**Instructions for the task**
From the entries below, retype only the lines from the one with "Place one marker on each instance of the bag" through the one with "Place one marker on each instance of the gooseneck", exactly as written.

**** Dataset content

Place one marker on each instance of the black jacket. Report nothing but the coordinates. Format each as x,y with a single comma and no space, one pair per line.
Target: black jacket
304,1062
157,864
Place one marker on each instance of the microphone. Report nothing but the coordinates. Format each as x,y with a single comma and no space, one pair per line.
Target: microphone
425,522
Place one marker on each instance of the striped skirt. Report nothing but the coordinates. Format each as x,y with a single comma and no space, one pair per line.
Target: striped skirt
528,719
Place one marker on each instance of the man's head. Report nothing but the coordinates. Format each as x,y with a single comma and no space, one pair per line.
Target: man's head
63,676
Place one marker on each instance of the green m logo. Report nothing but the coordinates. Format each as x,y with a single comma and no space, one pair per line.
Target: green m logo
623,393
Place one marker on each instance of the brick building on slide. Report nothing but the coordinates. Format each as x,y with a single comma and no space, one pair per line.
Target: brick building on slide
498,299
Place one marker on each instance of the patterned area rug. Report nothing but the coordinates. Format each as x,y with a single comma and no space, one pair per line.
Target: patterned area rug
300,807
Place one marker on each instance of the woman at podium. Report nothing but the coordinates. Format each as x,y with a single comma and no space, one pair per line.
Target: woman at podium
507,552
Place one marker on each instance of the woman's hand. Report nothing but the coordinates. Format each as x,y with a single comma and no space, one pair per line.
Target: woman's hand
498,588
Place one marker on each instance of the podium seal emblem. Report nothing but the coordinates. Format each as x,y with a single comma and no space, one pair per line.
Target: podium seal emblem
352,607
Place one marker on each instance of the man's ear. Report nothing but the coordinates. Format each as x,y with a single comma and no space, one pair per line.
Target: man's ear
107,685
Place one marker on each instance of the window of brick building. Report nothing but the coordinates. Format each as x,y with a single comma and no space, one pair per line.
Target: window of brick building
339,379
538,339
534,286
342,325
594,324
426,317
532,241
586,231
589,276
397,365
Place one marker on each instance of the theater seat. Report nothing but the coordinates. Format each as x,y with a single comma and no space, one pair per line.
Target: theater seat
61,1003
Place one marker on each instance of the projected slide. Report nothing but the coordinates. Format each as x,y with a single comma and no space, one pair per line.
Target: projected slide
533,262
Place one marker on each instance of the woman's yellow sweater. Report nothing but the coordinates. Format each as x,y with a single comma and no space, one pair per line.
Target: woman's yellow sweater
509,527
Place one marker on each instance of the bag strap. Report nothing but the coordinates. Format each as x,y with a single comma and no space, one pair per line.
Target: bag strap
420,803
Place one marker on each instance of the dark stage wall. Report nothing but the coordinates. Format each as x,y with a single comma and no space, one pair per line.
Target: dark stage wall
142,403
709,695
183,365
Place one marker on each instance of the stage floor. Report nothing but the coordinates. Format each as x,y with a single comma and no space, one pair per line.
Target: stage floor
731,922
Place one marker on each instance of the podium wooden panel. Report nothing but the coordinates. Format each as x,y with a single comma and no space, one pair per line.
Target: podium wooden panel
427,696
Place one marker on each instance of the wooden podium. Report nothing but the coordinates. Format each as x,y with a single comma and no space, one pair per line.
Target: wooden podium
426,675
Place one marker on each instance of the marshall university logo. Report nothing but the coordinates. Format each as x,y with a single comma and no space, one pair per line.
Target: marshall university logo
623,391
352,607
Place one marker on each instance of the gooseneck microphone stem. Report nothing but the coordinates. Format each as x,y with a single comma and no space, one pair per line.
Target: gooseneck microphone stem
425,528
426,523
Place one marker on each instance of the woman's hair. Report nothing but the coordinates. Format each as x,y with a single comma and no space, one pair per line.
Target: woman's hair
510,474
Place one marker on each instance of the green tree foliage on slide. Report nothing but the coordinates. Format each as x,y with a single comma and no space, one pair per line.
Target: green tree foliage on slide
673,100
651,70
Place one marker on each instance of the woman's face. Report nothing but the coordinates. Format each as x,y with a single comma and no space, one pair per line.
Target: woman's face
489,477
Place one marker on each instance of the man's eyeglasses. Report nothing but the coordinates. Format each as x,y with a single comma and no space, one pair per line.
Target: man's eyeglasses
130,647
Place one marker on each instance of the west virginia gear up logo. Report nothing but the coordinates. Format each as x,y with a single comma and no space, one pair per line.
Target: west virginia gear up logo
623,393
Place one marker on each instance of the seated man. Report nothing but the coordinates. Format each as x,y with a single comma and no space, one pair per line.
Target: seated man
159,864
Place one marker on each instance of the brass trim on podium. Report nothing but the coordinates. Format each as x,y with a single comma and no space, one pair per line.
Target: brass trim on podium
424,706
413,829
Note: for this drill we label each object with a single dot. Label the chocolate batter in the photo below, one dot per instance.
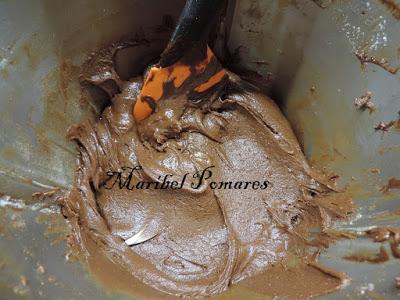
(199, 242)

********

**Exercise solution**
Place one marker on each instance of the bag strap. Report nothing but the coordinates. Format each as x,y with a single comma and no space, one pair per line.
Target: bag strap
420,803
Place one marker on each instance of the dark stage wall. Report nothing but the coordinates. Format each as x,y with a single comma and no space, one pair per line.
Target: dark stage wall
142,403
709,695
183,365
Place one marker on each instance of the stage floor. Report nothing but the coordinates. Format each as x,y with a single comma and no space, one pair per line.
Target: stage floor
731,922
Place one marker on each instance of the podium wooden panel. Report nothing but the coordinates. Format each as x,y with a single comma and no space, one pair per line.
Target: podium wooden panel
427,696
Place one marker on each instance of the wooden podium. Report nothing but the coordinates. Format each as x,y with a single comma and no space, one pair per line.
Target: wooden podium
426,675
Place one marker on each instance of the marshall university logo. Report nothing but the coordinates. Format each as x,y with a single comma and no space, one pair per line.
Target: marshall university logo
623,391
352,607
Place one marker on each instance of the gooseneck microphone stem. Report nothing but the coordinates. Format each as x,y with a single comma and no space, one pair per line.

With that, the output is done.